> WHAT TO DO: Copy out the data below word for word, starting with the line that contains "Box grey glove." and ending with the final line of the data, both included.

> AVAILABLE RECORDS:
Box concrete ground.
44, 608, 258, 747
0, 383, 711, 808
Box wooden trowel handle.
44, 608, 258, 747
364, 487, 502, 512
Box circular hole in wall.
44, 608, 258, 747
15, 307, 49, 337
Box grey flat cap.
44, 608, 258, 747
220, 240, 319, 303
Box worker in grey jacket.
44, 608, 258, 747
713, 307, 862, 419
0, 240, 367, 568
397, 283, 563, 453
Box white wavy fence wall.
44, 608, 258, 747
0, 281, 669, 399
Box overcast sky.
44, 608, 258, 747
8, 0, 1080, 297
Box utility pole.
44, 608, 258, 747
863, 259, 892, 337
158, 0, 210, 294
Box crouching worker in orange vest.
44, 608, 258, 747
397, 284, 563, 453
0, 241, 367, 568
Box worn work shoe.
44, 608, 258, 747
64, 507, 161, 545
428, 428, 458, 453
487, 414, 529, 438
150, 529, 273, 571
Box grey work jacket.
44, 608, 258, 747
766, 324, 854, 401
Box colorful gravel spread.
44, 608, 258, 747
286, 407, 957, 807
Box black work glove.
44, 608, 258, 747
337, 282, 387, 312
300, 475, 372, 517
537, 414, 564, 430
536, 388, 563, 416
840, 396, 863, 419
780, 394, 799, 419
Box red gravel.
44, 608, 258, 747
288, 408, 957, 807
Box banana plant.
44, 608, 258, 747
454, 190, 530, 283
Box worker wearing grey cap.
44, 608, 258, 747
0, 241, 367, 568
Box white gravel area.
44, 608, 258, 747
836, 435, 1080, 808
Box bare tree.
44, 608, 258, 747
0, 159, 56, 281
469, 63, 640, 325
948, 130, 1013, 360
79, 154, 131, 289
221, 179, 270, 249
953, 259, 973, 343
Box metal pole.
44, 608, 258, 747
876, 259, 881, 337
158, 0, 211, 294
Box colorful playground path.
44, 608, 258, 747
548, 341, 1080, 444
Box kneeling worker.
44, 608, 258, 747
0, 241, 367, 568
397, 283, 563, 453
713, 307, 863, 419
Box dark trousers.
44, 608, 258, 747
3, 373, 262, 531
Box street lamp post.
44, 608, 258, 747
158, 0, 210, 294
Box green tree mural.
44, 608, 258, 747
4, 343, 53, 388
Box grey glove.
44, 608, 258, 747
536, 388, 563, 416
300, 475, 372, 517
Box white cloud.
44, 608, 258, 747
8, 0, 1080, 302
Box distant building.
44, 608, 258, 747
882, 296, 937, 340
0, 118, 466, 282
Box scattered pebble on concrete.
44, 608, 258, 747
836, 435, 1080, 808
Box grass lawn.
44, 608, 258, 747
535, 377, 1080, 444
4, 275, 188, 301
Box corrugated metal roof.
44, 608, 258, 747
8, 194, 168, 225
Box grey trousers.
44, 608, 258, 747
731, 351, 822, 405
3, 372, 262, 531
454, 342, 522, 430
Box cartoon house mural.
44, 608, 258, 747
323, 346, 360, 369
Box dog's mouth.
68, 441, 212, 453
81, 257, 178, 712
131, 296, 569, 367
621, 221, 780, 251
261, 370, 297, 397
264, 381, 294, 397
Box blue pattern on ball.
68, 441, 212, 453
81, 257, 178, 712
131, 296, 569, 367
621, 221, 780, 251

> RESPONSE FOR THIS EXERCISE:
Box grey glove.
44, 608, 258, 747
536, 388, 563, 416
300, 475, 372, 517
Box white cloud.
44, 608, 258, 747
8, 0, 1080, 302
Box distant building.
44, 608, 258, 747
882, 296, 937, 340
0, 118, 466, 282
Box scattered pebble on concrete.
44, 608, 258, 747
836, 435, 1080, 808
Box grass lawn.
44, 608, 258, 747
535, 377, 1080, 444
4, 275, 188, 301
Box corrugated metal roof.
44, 608, 258, 747
8, 194, 168, 225
Box grey trousers.
44, 608, 258, 747
731, 351, 822, 405
3, 372, 262, 531
454, 342, 522, 430
Box cartoon house mural.
44, 608, 258, 747
323, 346, 360, 369
Box dog's mouth.
68, 441, 212, 453
81, 257, 178, 712
131, 296, 569, 367
621, 221, 780, 251
261, 370, 297, 397
264, 381, 294, 397
Box blue pattern on ball.
68, 441, 212, 453
81, 257, 178, 712
131, 296, 569, 367
621, 221, 780, 251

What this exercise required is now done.